== EXCERPTED RECORDS

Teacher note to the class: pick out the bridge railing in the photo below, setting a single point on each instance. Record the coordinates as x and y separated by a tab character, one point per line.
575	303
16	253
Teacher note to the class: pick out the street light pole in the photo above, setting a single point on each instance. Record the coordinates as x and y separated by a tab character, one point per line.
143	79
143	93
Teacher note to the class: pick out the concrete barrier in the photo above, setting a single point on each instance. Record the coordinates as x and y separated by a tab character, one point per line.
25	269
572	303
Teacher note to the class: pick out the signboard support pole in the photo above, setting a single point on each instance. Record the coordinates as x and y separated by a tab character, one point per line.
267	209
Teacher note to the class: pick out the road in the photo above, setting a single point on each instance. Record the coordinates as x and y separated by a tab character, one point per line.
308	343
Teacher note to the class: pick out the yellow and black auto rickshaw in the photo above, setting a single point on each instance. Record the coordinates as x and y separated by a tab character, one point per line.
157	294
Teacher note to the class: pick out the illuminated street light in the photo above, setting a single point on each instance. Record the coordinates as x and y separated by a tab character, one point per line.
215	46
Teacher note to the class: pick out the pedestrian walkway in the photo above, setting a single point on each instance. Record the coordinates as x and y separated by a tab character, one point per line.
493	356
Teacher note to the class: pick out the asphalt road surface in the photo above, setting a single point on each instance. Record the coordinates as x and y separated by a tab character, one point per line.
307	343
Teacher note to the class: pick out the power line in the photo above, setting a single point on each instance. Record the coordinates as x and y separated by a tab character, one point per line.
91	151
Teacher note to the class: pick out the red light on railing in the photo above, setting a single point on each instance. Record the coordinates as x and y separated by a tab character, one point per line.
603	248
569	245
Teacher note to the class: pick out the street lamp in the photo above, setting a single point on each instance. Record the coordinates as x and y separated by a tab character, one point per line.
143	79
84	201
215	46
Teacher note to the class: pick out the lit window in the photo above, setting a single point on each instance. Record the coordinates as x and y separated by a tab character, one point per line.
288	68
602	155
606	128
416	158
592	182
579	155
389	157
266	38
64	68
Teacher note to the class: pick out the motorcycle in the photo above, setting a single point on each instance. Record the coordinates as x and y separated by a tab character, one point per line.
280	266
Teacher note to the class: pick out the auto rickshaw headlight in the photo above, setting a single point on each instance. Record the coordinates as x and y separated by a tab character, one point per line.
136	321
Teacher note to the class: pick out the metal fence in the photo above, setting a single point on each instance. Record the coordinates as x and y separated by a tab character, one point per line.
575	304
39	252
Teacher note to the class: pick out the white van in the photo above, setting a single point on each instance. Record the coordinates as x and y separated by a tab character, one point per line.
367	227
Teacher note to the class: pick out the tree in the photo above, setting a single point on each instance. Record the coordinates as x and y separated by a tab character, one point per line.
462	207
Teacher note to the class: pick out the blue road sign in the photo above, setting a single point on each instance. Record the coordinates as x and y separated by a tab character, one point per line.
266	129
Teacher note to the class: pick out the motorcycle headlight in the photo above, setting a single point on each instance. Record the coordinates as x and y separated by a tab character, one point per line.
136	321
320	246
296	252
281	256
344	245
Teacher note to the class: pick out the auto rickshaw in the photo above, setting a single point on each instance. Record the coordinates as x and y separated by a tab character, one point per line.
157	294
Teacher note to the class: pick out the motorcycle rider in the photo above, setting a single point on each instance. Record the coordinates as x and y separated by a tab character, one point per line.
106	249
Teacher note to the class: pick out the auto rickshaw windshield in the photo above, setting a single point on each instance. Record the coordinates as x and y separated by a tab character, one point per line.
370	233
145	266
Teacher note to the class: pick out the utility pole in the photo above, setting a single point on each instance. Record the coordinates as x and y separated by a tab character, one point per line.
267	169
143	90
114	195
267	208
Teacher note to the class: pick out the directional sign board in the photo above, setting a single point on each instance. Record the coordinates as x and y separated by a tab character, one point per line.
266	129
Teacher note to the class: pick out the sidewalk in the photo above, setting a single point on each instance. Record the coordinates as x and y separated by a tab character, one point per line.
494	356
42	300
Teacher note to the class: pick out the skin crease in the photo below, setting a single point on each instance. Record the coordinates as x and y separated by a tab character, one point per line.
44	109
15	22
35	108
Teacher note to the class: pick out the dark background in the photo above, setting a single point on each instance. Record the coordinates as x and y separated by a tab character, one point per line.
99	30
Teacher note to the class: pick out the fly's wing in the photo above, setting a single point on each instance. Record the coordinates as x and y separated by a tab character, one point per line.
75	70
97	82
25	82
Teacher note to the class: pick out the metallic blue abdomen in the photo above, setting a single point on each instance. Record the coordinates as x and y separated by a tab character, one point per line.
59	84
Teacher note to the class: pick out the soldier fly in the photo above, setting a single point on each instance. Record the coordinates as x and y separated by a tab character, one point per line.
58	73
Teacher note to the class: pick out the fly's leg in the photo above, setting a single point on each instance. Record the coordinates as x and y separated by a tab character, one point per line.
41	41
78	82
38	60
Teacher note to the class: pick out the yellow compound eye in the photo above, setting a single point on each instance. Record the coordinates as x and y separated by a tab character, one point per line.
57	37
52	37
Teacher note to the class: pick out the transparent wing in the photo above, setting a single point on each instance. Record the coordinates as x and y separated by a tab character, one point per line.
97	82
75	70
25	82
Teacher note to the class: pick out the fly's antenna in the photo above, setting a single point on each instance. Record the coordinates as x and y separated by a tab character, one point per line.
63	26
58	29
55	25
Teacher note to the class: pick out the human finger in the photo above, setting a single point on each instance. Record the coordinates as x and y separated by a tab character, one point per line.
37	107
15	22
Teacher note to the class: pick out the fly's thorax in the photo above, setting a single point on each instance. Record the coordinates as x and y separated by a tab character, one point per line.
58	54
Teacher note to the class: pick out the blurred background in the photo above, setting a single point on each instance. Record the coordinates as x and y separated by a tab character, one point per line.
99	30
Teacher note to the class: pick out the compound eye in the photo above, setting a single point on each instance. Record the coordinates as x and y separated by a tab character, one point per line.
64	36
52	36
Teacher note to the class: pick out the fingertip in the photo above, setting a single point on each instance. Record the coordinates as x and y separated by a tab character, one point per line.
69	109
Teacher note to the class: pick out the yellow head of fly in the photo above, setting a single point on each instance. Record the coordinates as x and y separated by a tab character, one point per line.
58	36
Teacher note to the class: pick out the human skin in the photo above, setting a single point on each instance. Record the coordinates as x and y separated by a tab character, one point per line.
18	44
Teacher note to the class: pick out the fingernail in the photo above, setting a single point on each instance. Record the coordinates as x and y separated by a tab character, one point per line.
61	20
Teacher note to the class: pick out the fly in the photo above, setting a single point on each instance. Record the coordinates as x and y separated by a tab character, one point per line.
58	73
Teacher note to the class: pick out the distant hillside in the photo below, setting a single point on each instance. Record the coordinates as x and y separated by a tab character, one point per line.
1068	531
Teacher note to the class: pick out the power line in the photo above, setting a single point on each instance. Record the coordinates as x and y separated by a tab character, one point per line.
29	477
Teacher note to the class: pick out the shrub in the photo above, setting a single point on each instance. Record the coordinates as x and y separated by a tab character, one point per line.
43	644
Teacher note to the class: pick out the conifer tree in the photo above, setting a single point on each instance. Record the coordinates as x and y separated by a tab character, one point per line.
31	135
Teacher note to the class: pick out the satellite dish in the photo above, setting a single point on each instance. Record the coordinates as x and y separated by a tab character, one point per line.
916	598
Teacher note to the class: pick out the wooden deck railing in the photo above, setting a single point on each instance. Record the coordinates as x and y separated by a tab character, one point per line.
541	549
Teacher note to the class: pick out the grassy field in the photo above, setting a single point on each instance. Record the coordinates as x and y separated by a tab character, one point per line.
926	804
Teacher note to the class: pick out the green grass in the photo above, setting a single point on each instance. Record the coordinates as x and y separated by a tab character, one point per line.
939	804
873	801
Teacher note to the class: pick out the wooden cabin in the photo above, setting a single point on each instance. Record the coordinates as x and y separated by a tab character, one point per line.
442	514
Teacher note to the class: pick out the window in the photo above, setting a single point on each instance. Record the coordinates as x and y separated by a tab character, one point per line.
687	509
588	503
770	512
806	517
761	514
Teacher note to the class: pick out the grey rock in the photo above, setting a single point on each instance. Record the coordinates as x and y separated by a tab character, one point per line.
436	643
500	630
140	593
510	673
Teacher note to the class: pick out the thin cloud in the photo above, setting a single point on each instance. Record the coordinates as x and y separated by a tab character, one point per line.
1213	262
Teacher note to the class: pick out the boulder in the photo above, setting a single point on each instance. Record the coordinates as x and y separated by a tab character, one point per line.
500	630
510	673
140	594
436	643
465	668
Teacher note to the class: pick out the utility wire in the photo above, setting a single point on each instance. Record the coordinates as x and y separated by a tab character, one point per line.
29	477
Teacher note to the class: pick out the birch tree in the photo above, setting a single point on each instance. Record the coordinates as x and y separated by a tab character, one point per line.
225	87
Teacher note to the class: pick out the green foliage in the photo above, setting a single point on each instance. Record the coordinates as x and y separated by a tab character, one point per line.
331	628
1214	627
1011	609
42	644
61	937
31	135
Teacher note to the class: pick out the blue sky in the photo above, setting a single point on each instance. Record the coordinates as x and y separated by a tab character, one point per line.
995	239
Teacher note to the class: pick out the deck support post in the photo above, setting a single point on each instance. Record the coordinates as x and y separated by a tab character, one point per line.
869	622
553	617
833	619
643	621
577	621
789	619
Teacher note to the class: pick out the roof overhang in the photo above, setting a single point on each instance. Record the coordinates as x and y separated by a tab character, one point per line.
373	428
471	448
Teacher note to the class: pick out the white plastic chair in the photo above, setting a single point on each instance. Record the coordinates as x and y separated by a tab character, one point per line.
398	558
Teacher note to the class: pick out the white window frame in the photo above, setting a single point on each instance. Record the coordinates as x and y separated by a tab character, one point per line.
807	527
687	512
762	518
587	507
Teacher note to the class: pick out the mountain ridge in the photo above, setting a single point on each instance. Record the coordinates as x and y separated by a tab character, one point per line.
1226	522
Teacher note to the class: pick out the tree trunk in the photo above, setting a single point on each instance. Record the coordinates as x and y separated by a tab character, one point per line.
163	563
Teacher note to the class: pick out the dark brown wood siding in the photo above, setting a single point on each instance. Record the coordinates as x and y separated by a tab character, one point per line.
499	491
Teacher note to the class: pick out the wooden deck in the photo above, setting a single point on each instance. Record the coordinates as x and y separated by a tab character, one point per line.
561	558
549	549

====

* **PROBLEM REQUIREMENTS**
Where the line containing "Teacher note to the class: pick out the dark brown" appears, begin a word-for-word copy and carry it through the last line of the listing, leaving out all other lines.

* **TASK RESPONSE**
Teacher note to the class: pick out the dark brown wood siding in the photo above, setting a single point on each instance. Record the coordinates as x and y separated by a tab character, one point per line.
499	491
Teacher note to the class: pick out the wooden deck in the photo above, setting a single point on each instance. Record the coordinates as x and y separated by a tab character, one point per line.
561	558
549	549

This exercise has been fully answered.